DATA PROVIDED

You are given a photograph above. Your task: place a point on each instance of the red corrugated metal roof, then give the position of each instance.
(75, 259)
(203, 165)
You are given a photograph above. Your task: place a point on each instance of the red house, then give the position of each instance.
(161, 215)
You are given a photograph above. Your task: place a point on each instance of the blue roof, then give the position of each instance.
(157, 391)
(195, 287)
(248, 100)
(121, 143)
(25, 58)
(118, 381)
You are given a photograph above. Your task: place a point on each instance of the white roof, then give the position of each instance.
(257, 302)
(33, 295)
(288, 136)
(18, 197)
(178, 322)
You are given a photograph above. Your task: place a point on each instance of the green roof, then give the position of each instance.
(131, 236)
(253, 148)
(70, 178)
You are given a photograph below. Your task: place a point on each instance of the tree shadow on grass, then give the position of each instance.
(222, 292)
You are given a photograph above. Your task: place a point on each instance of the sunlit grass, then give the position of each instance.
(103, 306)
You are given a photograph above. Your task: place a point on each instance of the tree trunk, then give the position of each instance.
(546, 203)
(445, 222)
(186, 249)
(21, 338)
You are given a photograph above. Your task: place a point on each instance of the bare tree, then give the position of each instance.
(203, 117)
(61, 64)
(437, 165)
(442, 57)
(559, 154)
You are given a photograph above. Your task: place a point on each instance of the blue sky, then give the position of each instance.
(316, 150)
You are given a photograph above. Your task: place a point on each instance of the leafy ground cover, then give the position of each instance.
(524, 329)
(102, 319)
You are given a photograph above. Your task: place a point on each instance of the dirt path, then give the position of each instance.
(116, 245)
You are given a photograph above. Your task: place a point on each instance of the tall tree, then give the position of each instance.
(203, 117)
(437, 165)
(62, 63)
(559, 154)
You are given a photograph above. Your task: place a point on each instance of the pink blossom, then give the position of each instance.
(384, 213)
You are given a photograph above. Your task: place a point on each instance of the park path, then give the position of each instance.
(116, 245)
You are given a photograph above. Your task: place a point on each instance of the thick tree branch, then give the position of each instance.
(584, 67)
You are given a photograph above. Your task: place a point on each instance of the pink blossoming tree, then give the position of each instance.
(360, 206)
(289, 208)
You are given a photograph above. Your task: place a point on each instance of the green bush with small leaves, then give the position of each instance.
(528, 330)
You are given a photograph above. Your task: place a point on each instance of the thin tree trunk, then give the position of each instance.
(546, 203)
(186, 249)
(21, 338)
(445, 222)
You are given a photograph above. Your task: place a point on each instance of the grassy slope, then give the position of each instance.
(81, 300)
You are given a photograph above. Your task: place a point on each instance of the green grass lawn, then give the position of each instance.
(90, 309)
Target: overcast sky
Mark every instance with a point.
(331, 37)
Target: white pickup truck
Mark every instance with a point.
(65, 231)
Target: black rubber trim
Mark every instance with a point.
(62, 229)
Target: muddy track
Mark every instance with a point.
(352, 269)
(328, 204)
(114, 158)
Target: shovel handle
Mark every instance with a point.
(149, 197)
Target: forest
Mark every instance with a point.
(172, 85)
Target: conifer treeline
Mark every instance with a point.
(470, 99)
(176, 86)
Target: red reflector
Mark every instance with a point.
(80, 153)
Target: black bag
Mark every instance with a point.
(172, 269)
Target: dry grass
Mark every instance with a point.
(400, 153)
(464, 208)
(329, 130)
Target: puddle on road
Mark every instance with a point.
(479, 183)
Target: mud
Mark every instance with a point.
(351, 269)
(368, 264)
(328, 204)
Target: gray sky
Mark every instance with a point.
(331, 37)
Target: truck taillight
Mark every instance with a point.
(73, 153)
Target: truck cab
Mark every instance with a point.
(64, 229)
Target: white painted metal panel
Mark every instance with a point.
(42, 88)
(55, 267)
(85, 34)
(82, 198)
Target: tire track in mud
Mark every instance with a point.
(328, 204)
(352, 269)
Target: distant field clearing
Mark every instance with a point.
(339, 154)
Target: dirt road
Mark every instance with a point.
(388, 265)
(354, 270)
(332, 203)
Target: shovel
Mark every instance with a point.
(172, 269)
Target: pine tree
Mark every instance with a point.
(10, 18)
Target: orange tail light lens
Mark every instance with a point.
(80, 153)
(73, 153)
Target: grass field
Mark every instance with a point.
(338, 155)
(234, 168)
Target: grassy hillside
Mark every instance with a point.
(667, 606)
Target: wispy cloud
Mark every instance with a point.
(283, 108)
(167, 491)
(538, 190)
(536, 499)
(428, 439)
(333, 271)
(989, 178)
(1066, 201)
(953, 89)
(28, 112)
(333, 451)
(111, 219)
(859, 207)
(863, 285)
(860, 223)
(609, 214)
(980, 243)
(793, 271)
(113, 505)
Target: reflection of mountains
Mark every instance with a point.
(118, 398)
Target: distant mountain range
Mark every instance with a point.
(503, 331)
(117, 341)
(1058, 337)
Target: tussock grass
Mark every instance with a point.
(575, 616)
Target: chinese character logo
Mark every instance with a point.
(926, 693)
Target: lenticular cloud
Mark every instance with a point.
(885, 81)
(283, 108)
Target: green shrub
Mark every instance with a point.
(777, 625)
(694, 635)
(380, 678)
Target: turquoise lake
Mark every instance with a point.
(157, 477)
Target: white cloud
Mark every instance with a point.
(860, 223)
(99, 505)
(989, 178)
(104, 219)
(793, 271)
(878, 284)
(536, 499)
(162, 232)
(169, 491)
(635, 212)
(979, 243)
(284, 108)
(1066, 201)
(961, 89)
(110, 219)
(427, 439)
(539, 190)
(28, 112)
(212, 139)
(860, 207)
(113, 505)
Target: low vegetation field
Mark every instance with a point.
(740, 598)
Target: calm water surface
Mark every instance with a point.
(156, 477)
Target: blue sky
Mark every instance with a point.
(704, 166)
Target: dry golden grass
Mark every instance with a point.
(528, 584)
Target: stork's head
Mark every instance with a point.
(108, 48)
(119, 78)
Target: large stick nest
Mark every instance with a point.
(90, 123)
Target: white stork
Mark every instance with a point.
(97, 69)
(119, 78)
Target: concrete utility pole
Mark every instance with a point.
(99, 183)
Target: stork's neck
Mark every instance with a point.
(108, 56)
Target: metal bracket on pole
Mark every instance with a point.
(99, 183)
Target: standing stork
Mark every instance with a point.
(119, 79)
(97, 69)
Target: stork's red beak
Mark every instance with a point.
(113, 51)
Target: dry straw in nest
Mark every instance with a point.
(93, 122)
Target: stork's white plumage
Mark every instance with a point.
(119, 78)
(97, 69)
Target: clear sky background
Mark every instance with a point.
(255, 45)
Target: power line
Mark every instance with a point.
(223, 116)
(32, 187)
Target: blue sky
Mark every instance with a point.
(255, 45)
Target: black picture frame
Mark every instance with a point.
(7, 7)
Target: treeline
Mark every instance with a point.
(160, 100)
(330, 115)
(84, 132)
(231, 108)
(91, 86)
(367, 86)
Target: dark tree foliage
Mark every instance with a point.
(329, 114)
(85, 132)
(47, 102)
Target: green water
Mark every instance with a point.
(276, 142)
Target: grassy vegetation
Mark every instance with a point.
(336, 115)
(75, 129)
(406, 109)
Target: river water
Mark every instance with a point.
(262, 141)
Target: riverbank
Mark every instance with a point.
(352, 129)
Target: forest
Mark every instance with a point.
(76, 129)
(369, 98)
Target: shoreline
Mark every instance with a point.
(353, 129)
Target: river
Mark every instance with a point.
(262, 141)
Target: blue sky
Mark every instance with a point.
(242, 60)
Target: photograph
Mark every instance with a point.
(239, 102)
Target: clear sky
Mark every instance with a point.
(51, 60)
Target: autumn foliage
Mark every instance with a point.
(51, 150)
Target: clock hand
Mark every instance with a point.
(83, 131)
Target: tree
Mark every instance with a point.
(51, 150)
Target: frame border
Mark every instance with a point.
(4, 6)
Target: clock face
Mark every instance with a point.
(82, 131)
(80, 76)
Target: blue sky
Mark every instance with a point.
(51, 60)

OBJECTIVE
Extract, exactly as they appear, the lines from the one containing "Target: riverbank" through the final line.

CORRECT OUTPUT
Target: riverbank
Mark every instance with a point.
(352, 129)
Target: forest
Mark every instance with a point.
(76, 129)
(369, 98)
Target: shoreline
Mark every instance with a point.
(353, 129)
Target: river
Mark every instance with a point.
(262, 141)
Target: blue sky
Mark every instance with a point.
(242, 60)
Target: photograph
Mark every instance with a point.
(239, 102)
Target: clear sky
Mark every instance with a point.
(51, 60)
Target: autumn foliage
Mark every instance with a point.
(51, 150)
Target: clock hand
Mark every instance with a point.
(83, 131)
Target: tree
Mark every instance with a point.
(51, 150)
Target: frame border
Mark every instance with a point.
(4, 6)
Target: clock face
Mark every instance with a point.
(82, 131)
(80, 76)
Target: blue sky
Mark every instance with a point.
(51, 60)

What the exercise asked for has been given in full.